[START]

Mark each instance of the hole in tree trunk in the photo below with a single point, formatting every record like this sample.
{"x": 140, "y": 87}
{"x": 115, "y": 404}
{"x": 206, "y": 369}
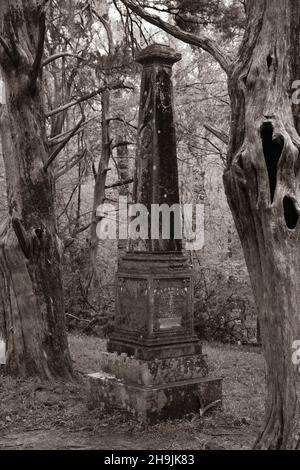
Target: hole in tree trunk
{"x": 272, "y": 151}
{"x": 290, "y": 213}
{"x": 269, "y": 61}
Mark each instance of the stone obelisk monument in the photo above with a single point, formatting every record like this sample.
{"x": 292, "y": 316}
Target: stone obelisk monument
{"x": 154, "y": 365}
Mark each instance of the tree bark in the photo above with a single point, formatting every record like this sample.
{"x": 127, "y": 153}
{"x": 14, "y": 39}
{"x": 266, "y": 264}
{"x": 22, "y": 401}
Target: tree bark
{"x": 99, "y": 189}
{"x": 262, "y": 187}
{"x": 31, "y": 291}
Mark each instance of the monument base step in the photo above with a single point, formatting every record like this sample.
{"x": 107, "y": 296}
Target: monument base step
{"x": 155, "y": 402}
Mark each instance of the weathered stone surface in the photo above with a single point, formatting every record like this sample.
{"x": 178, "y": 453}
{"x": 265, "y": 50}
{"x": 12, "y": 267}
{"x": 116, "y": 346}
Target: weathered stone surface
{"x": 154, "y": 366}
{"x": 155, "y": 372}
{"x": 154, "y": 307}
{"x": 156, "y": 163}
{"x": 154, "y": 403}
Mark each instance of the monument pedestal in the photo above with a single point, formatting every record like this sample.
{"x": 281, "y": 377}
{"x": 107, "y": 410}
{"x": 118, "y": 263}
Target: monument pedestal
{"x": 154, "y": 366}
{"x": 154, "y": 390}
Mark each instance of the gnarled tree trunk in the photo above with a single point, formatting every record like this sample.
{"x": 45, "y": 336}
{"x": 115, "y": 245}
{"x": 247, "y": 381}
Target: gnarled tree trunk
{"x": 262, "y": 183}
{"x": 31, "y": 292}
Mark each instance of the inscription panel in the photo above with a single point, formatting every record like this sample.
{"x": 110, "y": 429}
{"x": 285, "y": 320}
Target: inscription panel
{"x": 170, "y": 304}
{"x": 133, "y": 303}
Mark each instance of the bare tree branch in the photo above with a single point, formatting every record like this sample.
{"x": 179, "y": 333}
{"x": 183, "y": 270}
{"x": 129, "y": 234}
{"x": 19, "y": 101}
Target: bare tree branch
{"x": 201, "y": 40}
{"x": 113, "y": 86}
{"x": 121, "y": 144}
{"x": 119, "y": 183}
{"x": 58, "y": 56}
{"x": 63, "y": 144}
{"x": 68, "y": 167}
{"x": 36, "y": 67}
{"x": 7, "y": 50}
{"x": 221, "y": 135}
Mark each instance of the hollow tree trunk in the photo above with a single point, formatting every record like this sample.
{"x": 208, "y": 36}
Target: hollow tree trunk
{"x": 31, "y": 292}
{"x": 262, "y": 186}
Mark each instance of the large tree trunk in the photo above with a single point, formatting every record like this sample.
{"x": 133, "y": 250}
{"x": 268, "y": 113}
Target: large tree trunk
{"x": 262, "y": 187}
{"x": 99, "y": 189}
{"x": 31, "y": 292}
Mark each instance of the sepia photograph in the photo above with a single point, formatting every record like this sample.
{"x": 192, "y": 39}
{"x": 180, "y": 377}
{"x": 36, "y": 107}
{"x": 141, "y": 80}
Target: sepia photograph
{"x": 149, "y": 228}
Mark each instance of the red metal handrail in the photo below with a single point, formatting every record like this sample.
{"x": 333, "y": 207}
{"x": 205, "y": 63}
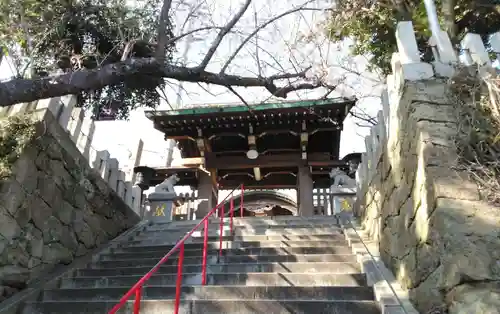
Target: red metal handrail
{"x": 137, "y": 287}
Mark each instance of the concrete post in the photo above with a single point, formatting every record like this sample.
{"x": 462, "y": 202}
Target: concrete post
{"x": 305, "y": 191}
{"x": 207, "y": 194}
{"x": 161, "y": 205}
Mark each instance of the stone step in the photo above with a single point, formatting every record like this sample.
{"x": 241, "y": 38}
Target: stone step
{"x": 235, "y": 244}
{"x": 231, "y": 259}
{"x": 249, "y": 237}
{"x": 294, "y": 267}
{"x": 158, "y": 254}
{"x": 226, "y": 226}
{"x": 269, "y": 232}
{"x": 216, "y": 293}
{"x": 209, "y": 307}
{"x": 222, "y": 279}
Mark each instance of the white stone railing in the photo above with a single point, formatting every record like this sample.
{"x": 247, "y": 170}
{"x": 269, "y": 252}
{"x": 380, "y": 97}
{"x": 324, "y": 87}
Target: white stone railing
{"x": 81, "y": 131}
{"x": 407, "y": 66}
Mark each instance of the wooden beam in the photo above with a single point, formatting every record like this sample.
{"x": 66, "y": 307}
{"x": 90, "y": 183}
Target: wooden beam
{"x": 189, "y": 162}
{"x": 270, "y": 161}
{"x": 180, "y": 137}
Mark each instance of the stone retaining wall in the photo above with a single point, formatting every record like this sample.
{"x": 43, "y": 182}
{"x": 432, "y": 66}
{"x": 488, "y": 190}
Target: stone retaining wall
{"x": 435, "y": 234}
{"x": 53, "y": 208}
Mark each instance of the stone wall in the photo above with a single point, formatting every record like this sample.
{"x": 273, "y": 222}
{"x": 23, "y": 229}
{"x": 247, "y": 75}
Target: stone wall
{"x": 81, "y": 130}
{"x": 53, "y": 208}
{"x": 436, "y": 235}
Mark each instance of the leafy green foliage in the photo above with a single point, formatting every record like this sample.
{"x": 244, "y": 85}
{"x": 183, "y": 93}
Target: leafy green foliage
{"x": 69, "y": 35}
{"x": 16, "y": 132}
{"x": 372, "y": 25}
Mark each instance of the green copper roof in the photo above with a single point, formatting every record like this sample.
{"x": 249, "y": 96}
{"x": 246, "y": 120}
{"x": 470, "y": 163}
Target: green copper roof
{"x": 231, "y": 108}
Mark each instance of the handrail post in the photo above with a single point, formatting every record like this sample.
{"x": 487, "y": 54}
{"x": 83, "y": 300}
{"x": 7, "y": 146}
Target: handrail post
{"x": 205, "y": 251}
{"x": 231, "y": 214}
{"x": 137, "y": 302}
{"x": 178, "y": 284}
{"x": 241, "y": 200}
{"x": 221, "y": 228}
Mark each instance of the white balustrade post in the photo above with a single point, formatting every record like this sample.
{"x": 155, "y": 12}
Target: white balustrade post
{"x": 112, "y": 174}
{"x": 121, "y": 184}
{"x": 75, "y": 123}
{"x": 135, "y": 160}
{"x": 473, "y": 44}
{"x": 54, "y": 105}
{"x": 136, "y": 199}
{"x": 68, "y": 104}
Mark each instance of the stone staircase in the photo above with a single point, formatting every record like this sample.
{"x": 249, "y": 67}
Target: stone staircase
{"x": 272, "y": 265}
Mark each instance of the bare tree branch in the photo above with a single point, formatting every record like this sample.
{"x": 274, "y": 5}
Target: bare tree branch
{"x": 26, "y": 90}
{"x": 231, "y": 58}
{"x": 223, "y": 32}
{"x": 162, "y": 41}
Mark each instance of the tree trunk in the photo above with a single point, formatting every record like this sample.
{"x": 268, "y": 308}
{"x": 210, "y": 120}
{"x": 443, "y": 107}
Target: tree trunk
{"x": 448, "y": 10}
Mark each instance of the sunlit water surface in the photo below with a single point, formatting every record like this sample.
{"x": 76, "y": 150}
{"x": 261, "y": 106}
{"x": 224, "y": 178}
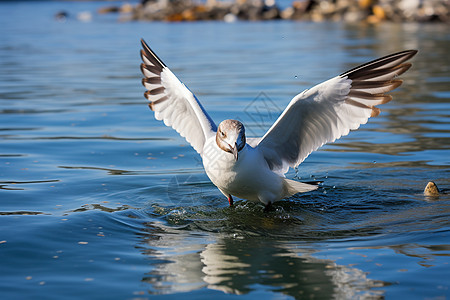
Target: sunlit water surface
{"x": 98, "y": 200}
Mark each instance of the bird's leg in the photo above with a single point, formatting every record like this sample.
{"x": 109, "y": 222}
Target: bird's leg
{"x": 230, "y": 200}
{"x": 268, "y": 207}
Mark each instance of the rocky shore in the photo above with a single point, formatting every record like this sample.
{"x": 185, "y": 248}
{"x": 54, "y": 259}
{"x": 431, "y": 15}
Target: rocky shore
{"x": 371, "y": 11}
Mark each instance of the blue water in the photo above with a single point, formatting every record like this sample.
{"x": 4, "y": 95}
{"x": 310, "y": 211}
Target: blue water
{"x": 98, "y": 200}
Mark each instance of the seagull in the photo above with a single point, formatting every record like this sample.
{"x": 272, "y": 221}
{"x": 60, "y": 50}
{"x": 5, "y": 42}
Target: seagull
{"x": 254, "y": 168}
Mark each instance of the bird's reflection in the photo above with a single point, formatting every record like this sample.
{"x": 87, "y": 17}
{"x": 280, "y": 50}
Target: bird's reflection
{"x": 183, "y": 260}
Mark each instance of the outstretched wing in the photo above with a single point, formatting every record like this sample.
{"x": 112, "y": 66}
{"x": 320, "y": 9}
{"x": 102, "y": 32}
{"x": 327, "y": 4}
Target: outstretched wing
{"x": 330, "y": 110}
{"x": 173, "y": 102}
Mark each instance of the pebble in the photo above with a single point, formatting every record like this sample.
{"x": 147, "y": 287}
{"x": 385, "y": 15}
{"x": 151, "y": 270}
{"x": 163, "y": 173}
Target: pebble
{"x": 369, "y": 11}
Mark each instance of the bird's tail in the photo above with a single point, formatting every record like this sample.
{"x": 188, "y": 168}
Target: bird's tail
{"x": 292, "y": 187}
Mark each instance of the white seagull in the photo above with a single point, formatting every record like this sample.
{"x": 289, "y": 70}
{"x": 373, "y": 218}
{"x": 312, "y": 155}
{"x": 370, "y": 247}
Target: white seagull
{"x": 254, "y": 168}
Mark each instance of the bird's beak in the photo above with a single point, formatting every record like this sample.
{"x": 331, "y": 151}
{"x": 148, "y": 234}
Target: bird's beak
{"x": 234, "y": 151}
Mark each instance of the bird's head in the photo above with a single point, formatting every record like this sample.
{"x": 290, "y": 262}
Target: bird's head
{"x": 230, "y": 137}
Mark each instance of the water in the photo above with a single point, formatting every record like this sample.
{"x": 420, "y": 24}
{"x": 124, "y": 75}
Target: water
{"x": 100, "y": 201}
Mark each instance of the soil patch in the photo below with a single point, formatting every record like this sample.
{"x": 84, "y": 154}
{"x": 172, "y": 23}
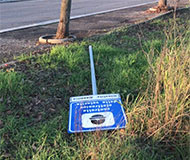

[END]

Exercise task >>
List each line of the material above that contains the string "photograph". Case matters.

Finished task >>
Mark each instance of the sepia photograph in the photo above with a single point, formatting every record like this sample.
Target: sepia photograph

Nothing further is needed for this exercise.